• GIVEN TEXT
== == ==
If every time you feel a little down, you slink away to a favoured nook, dim the lights, don the duvet and delve into Dairy Milk dependency then, sorry, but you’ve been doing it all unbelievably wrong. What you really need when you’re feeling a little fragile, wretched or vulnerable is greater exposure to the elements. Preferably the more violent, destructive, high-volume ones – some thunder therapy, if you will.
In fact, according to research conducted by the Brighton and Sussex Medical School, what you actually need when all around you is gloom and despondency is a storm. A big thundery one with lashings of flashing lightning and a generous helping of torrential rain. Should any naysayer out there doubt this would suffice to set them up for the day, the medical school’s researchers claim to have a little bit of science on their side.
Apparently – and this is supposedly the basis for the suddenly voguish notion of Thunder Therapy – such a surfeit of natural sounds reboots the brain, unclogging your neural pathways and safely depositing you on a sunnier side of the street. Presumably amid one or two largish puddles.
It’s basically “going large” on the long-held belief that bubbling brooks, gentle bird calls and the distant rustle of alfalfa restore the troubled mind, allowing it to commune with nature and instilling the kind of tranquillity traditionally reserved for the recently lobotomised or the long-term lost-at-sea – states-of-mind we all surely covet.
== == ==
• EXTRACTED MATERIAL
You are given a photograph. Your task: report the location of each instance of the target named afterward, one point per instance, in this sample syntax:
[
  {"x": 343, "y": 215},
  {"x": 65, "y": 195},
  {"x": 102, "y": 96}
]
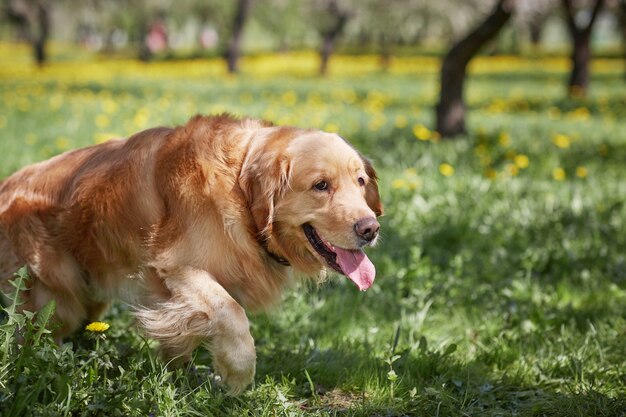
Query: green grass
[{"x": 501, "y": 288}]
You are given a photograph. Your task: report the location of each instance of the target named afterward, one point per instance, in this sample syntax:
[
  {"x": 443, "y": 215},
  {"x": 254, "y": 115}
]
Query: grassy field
[{"x": 501, "y": 287}]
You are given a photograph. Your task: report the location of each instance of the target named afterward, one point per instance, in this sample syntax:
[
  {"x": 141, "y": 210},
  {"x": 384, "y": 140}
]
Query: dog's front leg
[{"x": 200, "y": 311}]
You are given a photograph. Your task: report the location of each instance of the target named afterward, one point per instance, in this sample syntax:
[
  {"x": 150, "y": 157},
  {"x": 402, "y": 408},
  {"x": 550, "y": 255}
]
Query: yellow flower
[
  {"x": 504, "y": 139},
  {"x": 554, "y": 113},
  {"x": 491, "y": 173},
  {"x": 560, "y": 140},
  {"x": 62, "y": 143},
  {"x": 512, "y": 169},
  {"x": 558, "y": 174},
  {"x": 581, "y": 172},
  {"x": 521, "y": 161},
  {"x": 97, "y": 327},
  {"x": 446, "y": 170},
  {"x": 422, "y": 132}
]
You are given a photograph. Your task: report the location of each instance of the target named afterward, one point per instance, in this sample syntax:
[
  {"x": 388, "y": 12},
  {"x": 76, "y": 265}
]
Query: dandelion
[
  {"x": 561, "y": 141},
  {"x": 399, "y": 183},
  {"x": 400, "y": 121},
  {"x": 521, "y": 161},
  {"x": 581, "y": 113},
  {"x": 102, "y": 120},
  {"x": 558, "y": 174},
  {"x": 422, "y": 132},
  {"x": 504, "y": 139},
  {"x": 491, "y": 173},
  {"x": 512, "y": 169},
  {"x": 554, "y": 113},
  {"x": 581, "y": 172},
  {"x": 446, "y": 170},
  {"x": 62, "y": 143},
  {"x": 97, "y": 327}
]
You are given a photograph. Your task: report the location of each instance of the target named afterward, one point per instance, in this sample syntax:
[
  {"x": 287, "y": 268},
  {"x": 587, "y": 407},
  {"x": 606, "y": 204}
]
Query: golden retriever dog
[{"x": 189, "y": 225}]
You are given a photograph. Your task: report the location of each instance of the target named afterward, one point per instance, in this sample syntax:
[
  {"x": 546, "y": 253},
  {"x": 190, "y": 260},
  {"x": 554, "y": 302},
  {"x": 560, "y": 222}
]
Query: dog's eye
[{"x": 321, "y": 186}]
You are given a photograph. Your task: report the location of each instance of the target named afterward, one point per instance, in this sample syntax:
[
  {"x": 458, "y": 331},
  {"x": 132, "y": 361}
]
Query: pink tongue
[{"x": 357, "y": 267}]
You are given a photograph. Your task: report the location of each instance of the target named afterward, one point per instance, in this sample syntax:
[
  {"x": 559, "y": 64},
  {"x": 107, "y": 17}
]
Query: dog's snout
[{"x": 367, "y": 228}]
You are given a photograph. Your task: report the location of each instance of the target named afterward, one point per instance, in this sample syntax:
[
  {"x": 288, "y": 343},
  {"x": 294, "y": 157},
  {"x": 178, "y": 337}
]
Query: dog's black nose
== == ==
• TASK LIST
A – Answer these questions from the thunder therapy article:
(i) Which institution carried out the research?
(ii) According to the article, what does a surfeit of natural sounds do to the brain?
(iii) Which three sounds does the long-held belief say restore the troubled mind?
B – Continue the article on thunder therapy from where it stops.

• OUTPUTS FOR THE TASKS
A –
(i) The Brighton and Sussex Medical School.
(ii) It reboots the brain, unclogging neural pathways and depositing you on a sunnier side of the street.
(iii) Bubbling brooks, gentle bird calls and the distant rustle of alfalfa.

B –
A more plausible explanation for the depression-dispelling qualities of a sudden squall, however, comes courtesy of one online commentator who posited that “aside from the soothing aural properties of thunder, a storm carries with it the connotations of zero obligations”. Translated from Internet-ese, this roughly equates to: “If the weather’s really bad, you can stay in bed, take the day off and eat chocolate digestives in your underpants.” To be fair that might, at least, go some way towards ameliorating many people’s early morning melancholy, while also providing a welcome shot-in-the-arm for the global cocoa-derivative biscuit sector.
In the unlikely event that Thunder Therapy should somehow fail to deliver on the losing-the-blues front, there is – thankfully – an even more recently-endorsed alternative: Plank Therapy. Advocates of this believe that being struck repeatedly on the head with a weighty wooden block by a local artisan (or an irritable relative) will help dispel any notion of depression, over-self-consciousness or – if applied enthusiastically enough – consciousness. Its efficacy has probably been testified to by a recent academic study. Probably by the Brighton and Sussex Medical School. And, almost certainly, on the taxpayers’ shilling.